▸ **Text under study**:
★ ★ ★ ★ ★ ★ ★

Many readers see a dark conspiracy behind the DEA’s action -- a scheme engineered by the pharmaceutical industry to eliminate a cheap competitor.

“I am pretty sure that the government wants to ban kratom to use it in pharmaceuticals later,” said Marlo.  “They want it for themselves so they can eventually charge large amounts of money (for a) prescription form after the police have ‘cleaned up the streets’ from it.“

“The government is doing everything they can to keep people on pharma drugs and away from natural supplements,” said Rachel. “I am so sick of big pharma, big government, a broken medical system and the loss of personal freedom to choose what is best for oneself.”

“This is unbelievable. Our government is straight up sinister,” wrote Dan. “To take a plant that is so benign, with very limited side effects, that helps people with pain management and that helps others get off of hard drugs, and to make it illegal in the same category as meth and heroin is criminal.”

Whether you buy into the conspiracy theories or not, the fact is thousands of law-abiding citizens who’ve been buying kratom online and in health food stores for years have been shocked into the sudden realization that after September 30 they could be at risk of arrest, fines and imprisonment for violating the Controlled Substance Act. 

In less than a week, over 50,000 people signed a WhiteHouse.gov petition asking the Obama administration to stop the DEA from scheduling kratom as a Schedule I narcotic.

The American Kratom Association has also threatened a lawsuit and is planning a march on the White House on September 13th.

Is the DEA listening?

A post on a DEA Twitter account Friday acknowledged the agency “has heard from 100s of #kratom supporters in the past 2 days about the proposed scheduling action; we thank you for the feedback.”

But the odds of the DEA reversing course appear slim. The agency’s announcement Tuesday in the Federal Register clearly states that a public notice and comment period usually required under Section 553 of the federal Administrative Procedure Act “do not apply to this notice.”

★ ★ ★ ★ ★ ★ ★

▸ **Material shown**:
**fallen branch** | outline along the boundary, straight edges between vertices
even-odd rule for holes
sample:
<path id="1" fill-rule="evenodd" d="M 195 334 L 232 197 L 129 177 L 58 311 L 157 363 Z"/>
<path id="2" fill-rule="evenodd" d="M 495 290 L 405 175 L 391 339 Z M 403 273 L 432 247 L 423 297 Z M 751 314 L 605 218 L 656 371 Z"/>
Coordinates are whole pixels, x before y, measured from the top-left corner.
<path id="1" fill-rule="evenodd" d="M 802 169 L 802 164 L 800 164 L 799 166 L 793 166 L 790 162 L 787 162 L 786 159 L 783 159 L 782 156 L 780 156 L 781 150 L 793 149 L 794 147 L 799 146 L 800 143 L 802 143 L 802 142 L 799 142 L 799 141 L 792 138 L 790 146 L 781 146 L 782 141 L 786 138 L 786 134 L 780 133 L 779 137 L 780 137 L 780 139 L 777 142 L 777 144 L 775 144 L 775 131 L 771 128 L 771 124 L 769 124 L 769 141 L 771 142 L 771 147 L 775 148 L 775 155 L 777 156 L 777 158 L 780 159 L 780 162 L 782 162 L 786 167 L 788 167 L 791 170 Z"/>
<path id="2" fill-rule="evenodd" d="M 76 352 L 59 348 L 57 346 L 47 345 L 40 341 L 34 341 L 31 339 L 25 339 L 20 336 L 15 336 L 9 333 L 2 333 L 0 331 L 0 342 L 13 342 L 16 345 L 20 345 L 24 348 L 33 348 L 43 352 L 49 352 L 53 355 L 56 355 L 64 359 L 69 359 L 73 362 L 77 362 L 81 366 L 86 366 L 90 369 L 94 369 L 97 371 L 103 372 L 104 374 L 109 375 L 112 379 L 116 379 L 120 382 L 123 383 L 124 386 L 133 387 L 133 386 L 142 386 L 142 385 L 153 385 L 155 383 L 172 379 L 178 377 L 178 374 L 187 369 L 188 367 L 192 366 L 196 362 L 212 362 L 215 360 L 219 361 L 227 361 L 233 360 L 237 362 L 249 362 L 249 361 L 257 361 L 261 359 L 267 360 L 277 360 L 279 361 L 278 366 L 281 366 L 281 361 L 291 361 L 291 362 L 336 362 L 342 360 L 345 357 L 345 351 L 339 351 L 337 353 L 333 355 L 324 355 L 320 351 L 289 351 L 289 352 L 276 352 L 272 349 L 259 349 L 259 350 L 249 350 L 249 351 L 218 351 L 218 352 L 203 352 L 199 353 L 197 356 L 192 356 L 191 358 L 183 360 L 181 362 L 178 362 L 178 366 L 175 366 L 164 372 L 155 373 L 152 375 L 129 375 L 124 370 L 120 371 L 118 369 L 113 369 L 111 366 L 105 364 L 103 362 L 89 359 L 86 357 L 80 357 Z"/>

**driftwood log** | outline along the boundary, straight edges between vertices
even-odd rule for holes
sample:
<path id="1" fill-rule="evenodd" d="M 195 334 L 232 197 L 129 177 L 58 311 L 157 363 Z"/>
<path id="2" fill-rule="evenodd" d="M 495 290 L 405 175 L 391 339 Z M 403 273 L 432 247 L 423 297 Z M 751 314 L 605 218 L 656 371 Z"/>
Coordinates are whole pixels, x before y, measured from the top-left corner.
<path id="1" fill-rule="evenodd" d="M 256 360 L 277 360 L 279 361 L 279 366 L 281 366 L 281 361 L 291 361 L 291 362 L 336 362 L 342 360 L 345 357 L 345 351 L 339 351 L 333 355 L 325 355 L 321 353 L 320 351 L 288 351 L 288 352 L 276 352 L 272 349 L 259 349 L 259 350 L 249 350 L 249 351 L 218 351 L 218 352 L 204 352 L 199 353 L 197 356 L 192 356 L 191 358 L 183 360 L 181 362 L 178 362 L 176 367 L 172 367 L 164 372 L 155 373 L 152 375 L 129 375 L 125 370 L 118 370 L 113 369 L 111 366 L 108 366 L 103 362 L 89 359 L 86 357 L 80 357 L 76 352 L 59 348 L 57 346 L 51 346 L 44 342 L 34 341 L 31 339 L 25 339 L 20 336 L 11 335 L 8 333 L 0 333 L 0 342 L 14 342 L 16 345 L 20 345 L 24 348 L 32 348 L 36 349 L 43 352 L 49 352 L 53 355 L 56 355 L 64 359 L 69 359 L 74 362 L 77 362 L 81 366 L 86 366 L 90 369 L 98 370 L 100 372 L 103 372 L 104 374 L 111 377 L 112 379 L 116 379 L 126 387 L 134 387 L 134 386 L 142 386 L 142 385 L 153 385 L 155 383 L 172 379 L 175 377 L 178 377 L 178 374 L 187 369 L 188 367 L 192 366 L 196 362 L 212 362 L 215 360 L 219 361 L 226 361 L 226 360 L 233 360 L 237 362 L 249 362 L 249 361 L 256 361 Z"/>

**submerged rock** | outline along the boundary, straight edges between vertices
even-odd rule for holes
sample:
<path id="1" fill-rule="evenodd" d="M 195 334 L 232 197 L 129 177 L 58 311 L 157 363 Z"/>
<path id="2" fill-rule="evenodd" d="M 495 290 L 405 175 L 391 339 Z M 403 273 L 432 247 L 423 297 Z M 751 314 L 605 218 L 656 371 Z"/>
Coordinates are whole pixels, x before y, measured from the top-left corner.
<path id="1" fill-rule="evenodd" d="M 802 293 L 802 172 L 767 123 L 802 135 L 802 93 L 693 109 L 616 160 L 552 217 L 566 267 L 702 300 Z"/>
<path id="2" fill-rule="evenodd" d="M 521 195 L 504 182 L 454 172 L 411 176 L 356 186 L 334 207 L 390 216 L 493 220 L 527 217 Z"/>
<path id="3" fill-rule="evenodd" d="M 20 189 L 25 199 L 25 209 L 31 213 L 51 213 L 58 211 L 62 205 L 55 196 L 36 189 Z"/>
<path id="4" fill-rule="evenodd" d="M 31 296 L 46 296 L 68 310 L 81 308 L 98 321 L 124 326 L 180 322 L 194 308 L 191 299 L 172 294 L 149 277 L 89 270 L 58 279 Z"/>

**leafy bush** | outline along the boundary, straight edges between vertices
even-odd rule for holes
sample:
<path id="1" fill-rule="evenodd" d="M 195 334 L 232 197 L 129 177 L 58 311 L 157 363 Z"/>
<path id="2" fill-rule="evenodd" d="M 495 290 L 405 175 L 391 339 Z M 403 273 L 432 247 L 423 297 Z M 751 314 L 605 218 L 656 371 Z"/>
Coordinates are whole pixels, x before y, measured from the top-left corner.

★ ★ ★ ★ ★ ★ ★

▸ **Exercise instructions**: Write the next few paragraphs of the piece on the DEA's move to schedule kratom, starting right after its final sentence.

▸ **Response area**:
The (DEA) Administrator finds that there is good cause to forgo the notice and comment requirements of section 553, as any further delays in the process for issuance of temporary scheduling orders would be impracticable and contrary to the public interest in view of the manifest urgency to avoid an imminent hazard to the public safety,” the notice states.

Is there a public safety hazard?

According to the Centers for Disease Control and Prevention, kratom poses an “emerging public health threat,” although the evidence cited by the CDC in a report last month seems almost laughable.  The agency said there was a grand total of 660 calls to U.S. poison control centers about kratom in the last six years. Less than 8 percent of the calls involved a major life threatening condition and only one death was reported – a person who ingested antidepressant and anticonvulsant medications in addition to kratom.

As an article in Forbes points out, those 660 calls to poison control centers pale in comparison to the 6,843 kids who swallowed laundry detergent packets in the first seven months of this year.

But some say the DEA’s action is long overdue.

“This is a necessary and welcome step, but unless it is followed with real enforcement and penalties for those who are selling (kratom) in coffee bars, on the internet, and elsewhere, it will be toothless,” said Dan Frabricant, CEO and Executive Director of the Natural Products Association, an industry trade group.

“Kratom is not an herbal supplement: it is addictive, harmful, and worse, it may be contributing to America’s opiate epidemic. We are eager to work with the authorities and our members to help turn the tide against Kratom and ensure that it is seen as what the DEA says it is, a schedule I illegal narcotic that has no place in health or wellness.”

Can anything stop the DEA?

“We have spoken with many people who have been advised by lawyers that the most effective way to combat this is by having each individual who has a care for this cause to contact your congressman,” the American Kratom Association said in a statement. “Congressional action is needed to show the lies and false science issued about this plant in order to protect big pharmaceutical company. It is important to call in a polite manner and just share your story in a positive way.”